Задание 1: Прочитайте воспоминания о военном тыле и объясните, почему рассказчика, несмотря на малый возраст, привлекали к общественным делам. Ответьте в одном–трех предложениях.
Задание 2: Выпишите из воспоминаний о военном тыле все, что рассказчик, по его словам, никогда не забудет о госпиталях.
Задание 3: Продолжите воспоминания о военном тыле, начав сразу после последнего предложения.

Текст для чтения:
Декабрьская победа под Москвой была тем долгожданным событием, которое вдохнуло новые силы - и в армии, и здесь, в тылу. Пусть холодно, пусть голодно, но мы все-таки не отдали Москвы и Ленинграда, Красная армия разбила фашистских гадов, и они от нас еще получат. Как бы ни было трудно потом, после декабря 41-го, все уже твердо знали, что окончательная победа будет за нами. Враг обязательно будет разбит, и у каждого будет вдоволь хлеба.
Я был довольно бойким и у учителей - на хорошем счету. Отличник, к тому же москвич. Наверное, поэтому, несмотря на малый возраст, меня привлекали ко всяким общественным делам. Однажды завуч вызвала меня из класса во время урока, отвела к себе в кабинет и дала прочесть заметку в газете о героическом подвиге юной партизанки - первое сообщение о Зое Космодемьянской. Заметку я читал вслух последовательно во всех классах, где шли занятия. Потом меня ввели в бригаду артистов, выступавшую с концертами в госпиталях. Моим коронным номером стало стихотворение Лермонтова "Бородино", из которого, стараясь говорить басом, я произносил только первую затравочную фразу:
Скажи-ка, дядя, ведь недаром
Москва, спаленная пожаром,
Французу отдана?
Далее по тексту вступал "дядя" (девочка на голову выше меня) и другие артисты, а я, подбоченясь, внимал - и мы срывали в больничных палатах немалые аплодисменты. Никогда не забуду эти госпитали с лежачими и ходячими ранеными, тесно поставленными койками, спертым больничным воздухом, десятками внимательных добрых глаз. Теперь-то я понимаю, что мы не столько доносили бойцам героический смысл бородинского сражения, сколько показывали, что и их дети там, в далеком тылу, такие же бодрые и веселые.

Исходный материал:
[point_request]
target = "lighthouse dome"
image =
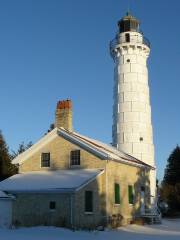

Ответ 1: Рассказчик был довольно бойким и у учителей на хорошем счету. Кроме того, он был отличником и к тому же москвичом.

Ответ 2:
- лежачие и ходячие раненые
- тесно поставленные койки
- спертый больничный воздух
- десятки внимательных добрых глаз

Ответ 3:
Зимой голод стал страшным, особенно после того, как случился пожар на городском складе, где сгорели запасы зерна. Пайка не хватало. Рабочих подкармливали на фабрике. Нам оставались только наши зеленые карточки. Цены на рынке были ужасными. Сестра от голода стала слепнуть. Есть хотелось всегда, даже во сне. Как трудно было удержать себя и не отрезать маленький (казалось, незаметный) кусочек от дневной нормы, лежащей в буфете. Мама от нас ничего не запирала. Научились резать хлеб тонкими слоями, как довоенную колбасу, - создавалась иллюзия, что его много. Но желудок не глаз, его не обманешь. Надо было что-то делать. Вместе с другими женщинами мать пошла "в народ" - по окрестным деревням. На картошку и капусту меняли городские вещи и все, что в это суровое время имело хоть какую-то цену. Деревенские с их подвальными запасами охотно брали хорошую обувь и одежду, женские украшения, белье. Мы с сестрой встречали "продотрядников" с мешками и котомками на конечной автобусной остановке и часто долго сидели на узлах, пока все это богатство перевозилось на саночках домой.
Посиделки на кухне давно закончились. Все наши парни отправились на войну. Но появились другие - молодые лейтенанты, в новеньких гимнастерках, в ремнях и портупеях, размещенные по квартирам нашего дома. Как они были непохожи на тех заморенных солдат, которые летом проходили мимо по булыжной мостовой. Эти были румяные, веселые, заигрывали с девушками, делились с нами своими харчами, иногда приносили обеды из военной столовой и после короткой, пара месяцев, подготовки уходили на фронт. Они-то, думал я, зададут фрицам жару, как Тарас Бульба ляхам. Наверное, такие вот и прогнали немцев от Москвы.
А потом я заболел. Ночью меня везли на санках в далекую больницу. На лицо опускались снежинки. Мама и Таня время от времени нагибались ко мне и говорили, что осталось пройти совсем немного, а там меня положат в теплую постель и будут поить сладким чаем.
У меня оказался дифтерит, и в одной палате со мной лежали еще трое детей, которые уже поправлялись. А у меня была высокая температура, горло перехватило, как жгутом, и потолок почему-то не стоял на месте, то уходил ввысь, а то вдруг начинал снижаться, и я боялся, что он меня раздавит. Мне поставили, как говорил доктор, серебряную трубку в горло, чтобы воздух легче проходил в грудь. И я заснул.
В какое-то утро проснулся, не чувствуя обычной горловой боли. В палате было светло и солнечно, а на стуле рядом с кроватью сидел отец в военной форме и смотрел на меня. Он поднес палец к губам и сказал, чтобы я не разговаривал, как будто я не знал, что от этого у меня может выскочить серебряная трубочка из горла. Я был очень сообразительным и даже без слов смог объяснить отцу, что мне уже совсем не плохо.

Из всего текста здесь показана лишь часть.